▽

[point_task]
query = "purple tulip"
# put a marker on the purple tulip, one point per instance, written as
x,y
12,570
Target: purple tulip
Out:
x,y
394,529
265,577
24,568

△

- **WHAT YOU SHOULD DO**: Copy these entries word for word.

- **WRITTEN REPLY**:
[point_task]
query = "purple tulip"
# put a marker on the purple tulip, one point per instance, written as
x,y
12,570
Target: purple tulip
Out:
x,y
394,529
265,577
24,568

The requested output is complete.